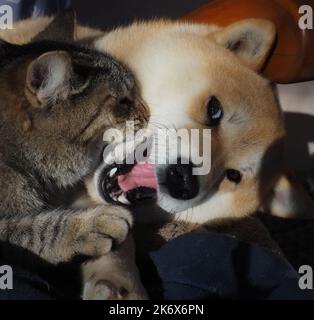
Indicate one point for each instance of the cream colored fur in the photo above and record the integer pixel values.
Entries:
(179, 67)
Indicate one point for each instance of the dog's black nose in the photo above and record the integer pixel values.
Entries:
(181, 182)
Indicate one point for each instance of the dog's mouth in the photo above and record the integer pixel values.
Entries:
(128, 184)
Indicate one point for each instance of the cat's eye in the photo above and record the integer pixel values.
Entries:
(214, 111)
(234, 175)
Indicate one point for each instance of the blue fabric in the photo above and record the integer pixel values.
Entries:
(23, 9)
(213, 266)
(196, 266)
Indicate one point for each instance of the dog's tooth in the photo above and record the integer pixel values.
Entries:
(122, 198)
(112, 172)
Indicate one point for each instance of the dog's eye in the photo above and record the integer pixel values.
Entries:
(214, 111)
(234, 176)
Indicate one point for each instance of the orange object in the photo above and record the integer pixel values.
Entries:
(292, 59)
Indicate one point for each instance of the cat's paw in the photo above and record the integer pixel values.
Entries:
(99, 229)
(107, 290)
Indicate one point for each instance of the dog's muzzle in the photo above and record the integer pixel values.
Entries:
(180, 181)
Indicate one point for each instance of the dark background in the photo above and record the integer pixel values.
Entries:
(108, 14)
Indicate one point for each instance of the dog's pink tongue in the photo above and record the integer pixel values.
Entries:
(141, 175)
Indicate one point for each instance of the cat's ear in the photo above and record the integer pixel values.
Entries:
(250, 39)
(289, 199)
(48, 78)
(62, 28)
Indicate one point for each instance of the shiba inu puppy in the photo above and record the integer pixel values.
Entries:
(204, 77)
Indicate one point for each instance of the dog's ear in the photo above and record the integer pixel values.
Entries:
(61, 28)
(289, 199)
(48, 78)
(250, 39)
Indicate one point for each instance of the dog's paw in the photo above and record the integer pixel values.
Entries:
(104, 290)
(99, 229)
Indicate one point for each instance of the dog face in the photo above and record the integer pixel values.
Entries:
(58, 100)
(197, 77)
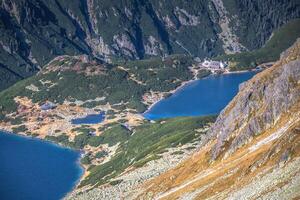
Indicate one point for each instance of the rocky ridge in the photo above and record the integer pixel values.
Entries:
(252, 150)
(36, 31)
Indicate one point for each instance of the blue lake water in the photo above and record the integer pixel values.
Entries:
(201, 97)
(32, 169)
(89, 119)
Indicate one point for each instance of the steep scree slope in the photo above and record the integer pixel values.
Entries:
(253, 148)
(33, 32)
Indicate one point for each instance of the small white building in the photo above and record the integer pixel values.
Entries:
(213, 64)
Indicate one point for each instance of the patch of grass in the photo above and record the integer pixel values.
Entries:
(145, 144)
(282, 38)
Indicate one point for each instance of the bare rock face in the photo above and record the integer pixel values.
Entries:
(259, 104)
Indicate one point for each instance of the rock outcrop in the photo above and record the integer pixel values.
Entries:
(33, 32)
(259, 104)
(252, 150)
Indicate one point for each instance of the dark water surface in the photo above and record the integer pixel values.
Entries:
(201, 97)
(32, 169)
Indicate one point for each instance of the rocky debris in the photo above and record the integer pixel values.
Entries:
(259, 104)
(266, 185)
(131, 180)
(153, 47)
(185, 18)
(123, 43)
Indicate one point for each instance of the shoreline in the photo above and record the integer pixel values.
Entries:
(185, 83)
(83, 170)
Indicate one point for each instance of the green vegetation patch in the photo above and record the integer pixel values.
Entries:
(282, 39)
(146, 143)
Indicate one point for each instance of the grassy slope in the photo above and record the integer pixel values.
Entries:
(147, 142)
(282, 38)
(115, 84)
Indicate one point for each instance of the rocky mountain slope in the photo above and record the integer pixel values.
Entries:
(33, 32)
(252, 150)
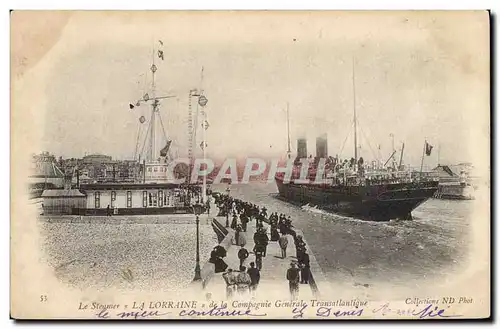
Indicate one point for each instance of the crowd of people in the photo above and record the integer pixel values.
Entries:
(245, 281)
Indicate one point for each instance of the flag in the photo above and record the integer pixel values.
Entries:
(164, 151)
(428, 149)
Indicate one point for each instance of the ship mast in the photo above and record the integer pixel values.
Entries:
(355, 120)
(288, 130)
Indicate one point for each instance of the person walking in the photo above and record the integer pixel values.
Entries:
(305, 268)
(292, 275)
(254, 276)
(242, 255)
(283, 242)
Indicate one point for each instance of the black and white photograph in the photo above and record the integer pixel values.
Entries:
(250, 165)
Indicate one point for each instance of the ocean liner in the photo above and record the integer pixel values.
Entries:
(352, 188)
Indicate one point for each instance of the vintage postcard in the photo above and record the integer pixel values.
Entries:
(250, 165)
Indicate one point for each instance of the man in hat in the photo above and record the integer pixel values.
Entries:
(242, 255)
(243, 282)
(292, 275)
(254, 276)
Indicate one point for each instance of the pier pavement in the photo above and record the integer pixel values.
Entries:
(273, 282)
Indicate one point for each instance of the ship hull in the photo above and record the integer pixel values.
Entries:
(373, 202)
(455, 191)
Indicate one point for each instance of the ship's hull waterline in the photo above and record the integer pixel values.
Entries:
(378, 202)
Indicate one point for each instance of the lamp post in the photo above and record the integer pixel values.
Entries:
(197, 208)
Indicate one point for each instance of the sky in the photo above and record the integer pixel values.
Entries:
(419, 76)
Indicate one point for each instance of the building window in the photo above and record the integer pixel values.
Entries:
(160, 198)
(129, 199)
(97, 199)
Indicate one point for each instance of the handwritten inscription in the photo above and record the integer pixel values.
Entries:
(299, 309)
(104, 314)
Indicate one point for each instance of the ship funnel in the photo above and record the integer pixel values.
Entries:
(301, 148)
(322, 146)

++++

_About this task:_
An exact copy of every line above, minus the pictures, is the required output.

_Task response:_
Indicate one point for each instance of the cream colored fur in the photo above and record the integer pixel values.
Entries:
(179, 67)
Indicate one point for each instance of the dog's black nose in the photo above and record the integer pixel values.
Entries:
(181, 182)
Indicate one point for each instance of the dog's mouth in the photo above and record the integer pixel values.
Entries:
(128, 184)
Indicate one point for each instance of the cat's eye in the photo above and record the integer pixel values.
Entries:
(214, 111)
(234, 175)
Indicate one point for each instance of the blue fabric in the photo above and record the integer pixel values.
Entries:
(23, 9)
(213, 266)
(196, 266)
Indicate one point for each instance of the dog's tooth in the photo above and record the integer pixel values.
Entries:
(122, 198)
(112, 172)
Indicate one point for each instance of the dog's eye in the photo above and record the integer pixel values.
Entries:
(214, 111)
(234, 176)
Indicate one point for each instance of the orange object in the photo above and record the integer pixel values.
Entries:
(292, 59)
Indicate one point for each instance of the cat's paw in the photo above and record the integer pixel values.
Entries:
(99, 229)
(107, 290)
Indicate one point for each instance of the dog's muzzle in the photo above and record the integer pixel values.
Entries:
(180, 181)
Indicate one point for each instance of the dark background in the photo above and record the integer pixel values.
Entries:
(108, 14)
Indicate one point for each instance of the dog's pink tongue in the photo above and record the integer pixel values.
Entries:
(141, 175)
Indicate one point for each instance of the cat's ear in the photo above and record the integer pixel values.
Entries:
(250, 39)
(289, 199)
(48, 78)
(62, 28)
Indicate one point for each instance of the shiba inu puppy in the photo above and record the integer pixel values.
Entries:
(204, 77)
Indicate one point for each instance of the dog's ear in the photo above and record the integer pixel values.
Entries:
(61, 28)
(289, 199)
(48, 78)
(250, 39)
Indicate one point for each instance of the dog's paw in the photo above and record the integer pixel values.
Entries:
(104, 290)
(99, 229)
Indicate one point for each instance of the dog face in the photo above and record the integer pixel values.
Entries:
(58, 100)
(197, 77)
Indicate one point for each instance of the rocky ridge in the photo above and record the integer pixel values.
Entries:
(252, 150)
(36, 31)
Indicate one point for each instance of the blue lake water in the photo above and record the integer pixel values.
Entries:
(201, 97)
(32, 169)
(89, 119)
Indicate one point for each instance of the steep scree slope in the photo above and record the integer pixel values.
Entries:
(253, 148)
(33, 32)
Indicate one point for each instance of the small white building in the photo above and record the integer pixel values.
Entries:
(213, 64)
Indicate one point for each instance of the patch of grass in the photo above and record the integer pixel values.
Entries:
(145, 144)
(282, 38)
Indicate one point for each instance of the bare rock face in the photo above and record the integer pixel values.
Entries:
(259, 104)
Indicate one point for each instance of the rock outcrop in the photo above and record the integer pixel values.
Entries:
(33, 32)
(259, 104)
(252, 150)
Indicate one point for each instance of the dark water surface in the photo above and record the integer pixel values.
Entries:
(201, 97)
(32, 169)
Indicate one point for each instance of the rocky debris in the photo above and record the integer pixel values.
Entries:
(259, 104)
(266, 185)
(131, 180)
(153, 47)
(185, 18)
(123, 43)
Indicate one point for each instance of the shoreline in the photo above and record the integer pixel values.
Entries:
(185, 83)
(83, 170)
Indicate one point for each instance of the green vegetation patch in the photo above and record the integer pixel values.
Entries:
(282, 39)
(146, 143)
Indicate one point for each instance of the grassy slope in the photo above and record the integer pixel values.
Entries:
(147, 142)
(282, 38)
(115, 84)
Indicate one point for each instance of the rocky mountain slope in the photo above and record the integer pixel values.
Entries:
(33, 32)
(252, 150)
Indicate one point for each instance of the crowd of people in the photo above and record the integer pixel values.
Entries:
(245, 281)
Indicate one point for each instance of the flag in the photo above and record the integer pixel values.
Entries:
(164, 151)
(428, 149)
Indicate one point for each instance of the ship mast in the photo above and record the integer pixel values.
Entries:
(355, 120)
(288, 130)
Indicate one point for each instance of the person walking in the photo above and record the integer pixel values.
Entries:
(305, 268)
(292, 275)
(254, 276)
(242, 255)
(283, 242)
Indicate one point for each instance of the black and white photograph in the photo above and record the integer pixel values.
Entries:
(250, 165)
Indicate one point for each instance of the ocean liner in the photo above and record the integer pixel values.
Entries:
(352, 188)
Indicate one point for each instance of the vintage postcard in the photo above and record the integer pixel values.
Entries:
(250, 165)
Indicate one point for each instance of the man in hat in the photo above and record the integer pixel values.
Entries:
(242, 255)
(243, 282)
(292, 275)
(254, 276)
Indicate one point for each instance of the pier pavement in the photo above and record the integer pixel values.
Entries:
(273, 282)
Indicate one point for each instance of the ship hull in the photo above and record the integer pixel values.
Entries:
(373, 202)
(455, 191)
Indicate one point for each instance of the ship's hull waterline in the photo above and record the integer pixel values.
Entries:
(378, 202)
Indicate one point for each instance of the lamp post in the photo above and record the integer pixel values.
Entries:
(197, 208)
Indicate one point for each instance of the sky in the photo above and record the integer pixel values.
Entries:
(419, 76)
Indicate one point for each instance of the building window in the photo above and record the integer pixel values.
Entries:
(160, 198)
(129, 199)
(97, 199)
Indicate one point for each instance of the handwritten inscription in the photo above and record the integer pixel values.
Entries:
(299, 309)
(104, 314)
Indicate one point for each instance of the ship funnel in the photo above and record the integer pixel values.
Entries:
(301, 148)
(322, 146)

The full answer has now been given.